Énoncé
Répondez à ces questions à partir du document ci-dessous :
1. Qui commande l'ensemble du détachement du COS de Turquoise ?
2. Où le capitaine Marin Gillier était-il basé ?
3. Entre quelles dates les témoins rwandais disent-ils que les tueurs ont passé librement les points de contrôle ?

--- Document ---

Tout d’abord, il n’a pas encore été possible de déterminer qui a décidé de ne pas intervenir à Bisesero. Des documents militaires essentiels (ordres, compte rendus quotidiens) n’ont pas été versés à la procédure. Aucun des membres de l’état-major des armées ou des autorités politiques décisionnaires de l’époque n’a été interrogé. Pourtant il y a fort à parier que le ministre de la Défense de l’époque François Léotard, le chef d’état-major des armées, l’amiral Jacques lanxade, et son adjoint le général Germanos, les conseillers du président de la République le général Quesnot et Bruno Delaye, le secrétaire-général de l’Elysée Hubert Védrine, ainsi que le chef du commandement du COS à Paris, le général Le Page et son homologue sur le terrain, le colonel Rosier, auraient beaucoup à dire, mais leurs auditions, demandées, n’ont pas eu lieu ou ont été expressément refusées par les juges d’instruction.

Par ailleurs, non seulement les responsables n’ont pas donné l’ordre d’intervenir, mais certains d’entre eux ont diffusé de fausses informations auprès de la presse. Entre le 27 et le 29 juin, le colonel Rosier, qui commande l’ensemble du détachement du COS de Turquoise, parle aux journalistes d’« hommes du FPR » présents à Bisesero. Les 28 et 29 juin, le capitaine Marin Gillier, pourtant basé à Gishyita d’où les massacres sont visibles, parle publiquement d’affrontements et de combats. Or tous deux étaient censés savoir depuis le 27 juin que les personnes tuées à Bisesero étaient des civils tutsis en cours d’extermination.

Enfin, des témoins rwandais, dont d’anciens tueurs, accusent les militaires français d’avoir laissé les tueurs se rendant à Bisesero passer librement leurs points de contrôle à Gishyita entre le 28 et le 30 juin 1994. Malgré les demandes des parties civiles, ces témoignages n’ont à ce jour pas été recoupés par les juges.

--- Extraits de données ---

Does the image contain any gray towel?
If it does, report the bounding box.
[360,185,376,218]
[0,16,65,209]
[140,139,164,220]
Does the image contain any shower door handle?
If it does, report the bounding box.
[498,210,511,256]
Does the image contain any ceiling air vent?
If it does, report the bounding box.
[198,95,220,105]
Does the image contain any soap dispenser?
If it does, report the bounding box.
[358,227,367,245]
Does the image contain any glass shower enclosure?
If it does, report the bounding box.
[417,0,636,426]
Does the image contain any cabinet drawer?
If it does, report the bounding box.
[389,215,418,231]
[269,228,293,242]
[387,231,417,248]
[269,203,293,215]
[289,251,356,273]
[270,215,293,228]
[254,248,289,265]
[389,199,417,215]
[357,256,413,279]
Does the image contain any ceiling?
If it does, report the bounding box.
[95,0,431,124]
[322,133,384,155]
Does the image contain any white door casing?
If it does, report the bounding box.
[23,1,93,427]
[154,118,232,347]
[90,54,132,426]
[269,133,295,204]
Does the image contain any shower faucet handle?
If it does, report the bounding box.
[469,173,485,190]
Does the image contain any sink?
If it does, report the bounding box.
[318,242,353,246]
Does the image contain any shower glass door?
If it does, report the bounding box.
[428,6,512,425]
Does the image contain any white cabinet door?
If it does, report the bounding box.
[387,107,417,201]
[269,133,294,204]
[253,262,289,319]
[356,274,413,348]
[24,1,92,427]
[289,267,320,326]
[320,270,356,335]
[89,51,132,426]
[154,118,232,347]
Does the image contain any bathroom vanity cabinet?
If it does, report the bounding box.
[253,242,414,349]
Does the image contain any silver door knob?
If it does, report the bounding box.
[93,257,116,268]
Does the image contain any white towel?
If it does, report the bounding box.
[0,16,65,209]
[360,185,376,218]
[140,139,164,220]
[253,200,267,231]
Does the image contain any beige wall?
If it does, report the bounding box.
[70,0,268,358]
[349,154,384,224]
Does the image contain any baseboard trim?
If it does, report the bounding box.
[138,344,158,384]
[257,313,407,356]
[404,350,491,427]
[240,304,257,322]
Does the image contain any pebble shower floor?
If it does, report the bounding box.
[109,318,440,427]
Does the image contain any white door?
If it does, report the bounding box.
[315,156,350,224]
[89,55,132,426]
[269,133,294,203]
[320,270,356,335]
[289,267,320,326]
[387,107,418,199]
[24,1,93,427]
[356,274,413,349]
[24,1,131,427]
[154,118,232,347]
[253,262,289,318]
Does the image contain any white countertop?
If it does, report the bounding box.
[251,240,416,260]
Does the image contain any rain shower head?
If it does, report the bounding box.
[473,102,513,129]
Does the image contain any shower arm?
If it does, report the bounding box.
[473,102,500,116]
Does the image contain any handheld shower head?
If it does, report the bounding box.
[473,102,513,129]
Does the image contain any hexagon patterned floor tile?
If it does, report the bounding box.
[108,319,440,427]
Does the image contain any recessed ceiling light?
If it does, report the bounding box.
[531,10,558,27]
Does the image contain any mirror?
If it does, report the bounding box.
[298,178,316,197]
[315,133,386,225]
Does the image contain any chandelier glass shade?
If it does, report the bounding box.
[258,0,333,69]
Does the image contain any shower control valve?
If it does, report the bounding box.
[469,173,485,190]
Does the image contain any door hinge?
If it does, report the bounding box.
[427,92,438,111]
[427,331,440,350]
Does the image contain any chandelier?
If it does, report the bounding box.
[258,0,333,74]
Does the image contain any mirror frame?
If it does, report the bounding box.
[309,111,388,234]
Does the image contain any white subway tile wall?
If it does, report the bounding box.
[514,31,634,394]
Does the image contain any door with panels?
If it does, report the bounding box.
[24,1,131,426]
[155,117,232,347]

---

Réponse
1. Le colonel Rosier.
2. À Gishyita.
3. Entre le 28 et le 30 juin 1994.